> SHORT TASK
Copy out the listing below, replacing every "one point per instance" with "a single point for each instance" and leaving everything else as it is.

- - - -

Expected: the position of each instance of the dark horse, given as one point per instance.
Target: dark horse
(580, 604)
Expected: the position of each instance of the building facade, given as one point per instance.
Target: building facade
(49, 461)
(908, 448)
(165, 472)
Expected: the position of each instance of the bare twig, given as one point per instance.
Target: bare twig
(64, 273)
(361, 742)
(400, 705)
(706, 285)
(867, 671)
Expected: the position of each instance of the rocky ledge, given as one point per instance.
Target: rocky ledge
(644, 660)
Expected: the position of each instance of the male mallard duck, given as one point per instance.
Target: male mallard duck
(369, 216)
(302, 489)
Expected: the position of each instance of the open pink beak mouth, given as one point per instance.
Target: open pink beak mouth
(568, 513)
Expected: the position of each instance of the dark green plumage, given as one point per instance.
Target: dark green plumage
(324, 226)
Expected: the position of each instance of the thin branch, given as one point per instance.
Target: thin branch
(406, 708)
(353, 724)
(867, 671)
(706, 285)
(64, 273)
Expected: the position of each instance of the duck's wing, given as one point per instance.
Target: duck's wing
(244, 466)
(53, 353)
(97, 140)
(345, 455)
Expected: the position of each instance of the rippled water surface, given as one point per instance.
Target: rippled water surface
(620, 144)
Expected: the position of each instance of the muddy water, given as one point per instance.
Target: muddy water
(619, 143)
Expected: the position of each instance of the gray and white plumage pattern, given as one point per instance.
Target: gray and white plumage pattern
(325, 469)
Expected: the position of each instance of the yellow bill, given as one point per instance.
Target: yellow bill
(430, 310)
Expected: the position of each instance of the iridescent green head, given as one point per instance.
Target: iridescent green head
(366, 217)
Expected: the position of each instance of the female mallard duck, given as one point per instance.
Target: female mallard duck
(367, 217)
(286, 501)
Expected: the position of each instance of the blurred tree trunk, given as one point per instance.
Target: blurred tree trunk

- - - -

> RESULT FOR THIS TASK
Expected: the position of each instance of the dark horse, given as a single point for each instance.
Target: dark horse
(580, 604)
Expected: the position of each instance of the building facade, given as a single point for each instance.
Target: building facade
(49, 461)
(908, 448)
(165, 472)
Expected: the position of each instance of the bare twig, given as a single point for each instance.
Target: bare twig
(64, 273)
(361, 742)
(400, 705)
(706, 285)
(867, 671)
Expected: the position of each instance of the rocky ledge, given as a single point for each instance.
Target: rocky ledge
(644, 660)
Expected: the position of each instance of the male mallard duck, given as a single point for each instance.
Target: male mallard duck
(369, 216)
(302, 489)
Expected: the position of each instance of the open pink beak mouth, given as a single point for each instance.
Target: open pink beak mouth
(568, 513)
Expected: the position of each instance of the dark green plumage, given as a single point for each instance.
Target: dark green plumage
(324, 226)
Expected: the position of each instance of the thin branch, given as a single point for each instance.
Target: thin branch
(406, 708)
(353, 724)
(867, 671)
(706, 285)
(64, 273)
Expected: the position of each instance of the duck's wing, given as a single point for each instance.
Target: duck's wing
(244, 466)
(53, 353)
(97, 140)
(345, 455)
Expected: the position of each instance of the rippled water surface, given as a single point for each instance.
Target: rippled water surface
(620, 144)
Expected: the position of each instance of the muddy water, given as a single point for each instance.
Target: muddy water
(619, 143)
Expected: the position of each instance of the gray and white plumage pattern, given as a single point for each instance.
Target: gray and white plumage pattern
(325, 469)
Expected: the position of each instance of the yellow bill, given as a single point for each instance.
Target: yellow bill
(430, 310)
Expected: the position of each instance of the iridescent green head, given as a single point for each instance.
Target: iridescent green head
(366, 217)
Expected: the position of each instance of the female mallard duck, given as a single point for each instance.
Target: female mallard duck
(367, 217)
(286, 501)
Expected: the position of each instance of the blurred tree trunk, given as a single point for each instance.
Target: blurred tree trunk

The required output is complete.